[Start Text section]

# ball valves: sweat vs threaded



## Hack (Aug 15, 2010)

My uninformed opinion is that my sweated joint has hardly any chance of leaking. I've had leaks from threaded joints so I always tend to solder. How this effects a ball valve, I have no idea. I would guess that soldering would have no effect.


----------



## the_man (Aug 14, 2010)

I've seen them leak if they get really really really hot (glowing ) but never just from normal heat. So if you only get them hot enough for solder to flow it shouldn't make any problems


----------



## TheEplumber (Jul 20, 2010)

the_man said:


> I've seen them leak if they get really really really hot (glowing ) but never just from normal heat. So if you only get them hot enough for solder to flow it shouldn't make any problems


:thumbsup: Don't buy a cheap valve


----------



## the_man (Aug 14, 2010)

TheEplumber said:


> :thumbsup: Don't buy a cheap valve


lol i install what the boss buys for me .... but you can overheat any valve enough to melt the teflon packing


----------



## rudolph58 (Mar 11, 2009)

hello,
you can apply heat dissipating paste around the valve or a wet rag.


----------



## Steve_P (Aug 18, 2010)

I do use the wet rag method and am careful to only heat as much as necessary for the solder to flow.

On the subject of valves, what brand do people like?

I've used different brands but they all seem to be made in china (shocked :laughing so are some better than others? I've used quite a few from Harbor Freight and they have held up fine. They appear to have all teflon seals and look as good as the ones from HD that cost ~2X as much.


----------



## ChrisDIY (Feb 1, 2010)

Steve_P said:


> I do use the wet rag method and am careful to only heat as much as necessary for the solder to flow.
> 
> On the subject of valves, what brand do people like?
> 
> I've used different brands but they all seem to be made in china (shocked :laughing so are some better than others? I've used quite a few from Harbor Freight and they have held up fine. They appear to have all teflon seals and look as good as the ones from HD that cost ~2X as much.


I was just informed for another reason that metals in China cost $2 vs. same in US at $10.


----------



## H. A. S. (Aug 18, 2010)

Buy the best valves you can afford. Some ball valves have a nylon ball, and could destroy it, if TOO much heat is used.

Metal balls for heat.:laughing:


----------



## Alan (Apr 12, 2006)

We use threaded valves for transitions between materials, and sweat valves to go copper - copper, pex- copper, pex - pex.


----------



## ChrisDIY (Feb 1, 2010)

Alan said:


> We use threaded valves for transitions between materials, and sweat valves to go copper - copper, pex- copper, pex - pex.


Any merit to adding press fitting valves as alternative to question? I used a rag and considered myself using minimal amount of heat and the valve noticeably became easier to turn. Cheap valve?

I am considering using them for hall bath remodel.


----------



## mudpaws (Oct 21, 2007)

Alan said:


> We use threaded valves for transitions between materials, and sweat valves to go copper - copper, pex- copper, pex - pex.


 
Not sure what the last part of this means?? I understand the copper to copper part of it..but what else are you saying?


----------



## TheEplumber (Jul 20, 2010)

mudpaws said:


> Not sure what the last part of this means?? I understand the copper to copper part of it..but what else are you saying?

[End Text section]

** Request **
Reproduce the ball valve thread word for word between "Any merit to" and "turn. Cheap valve?", inclusive.

[Start Material]

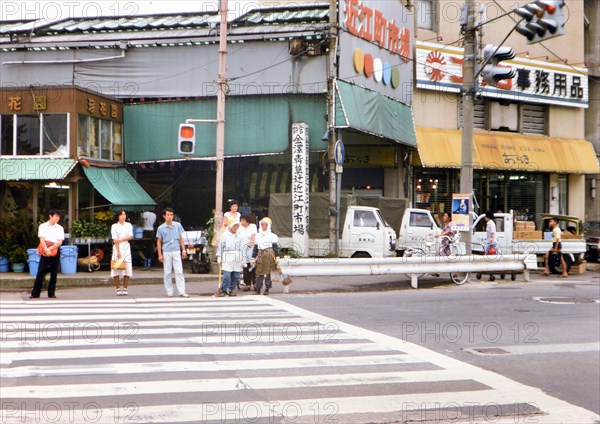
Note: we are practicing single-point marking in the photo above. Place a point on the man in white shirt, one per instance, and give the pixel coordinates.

[End Material]

** Task answer **
Any merit to adding press fitting valves as alternative to question? I used a rag and considered myself using minimal amount of heat and the valve noticeably became easier to turn. Cheap valve?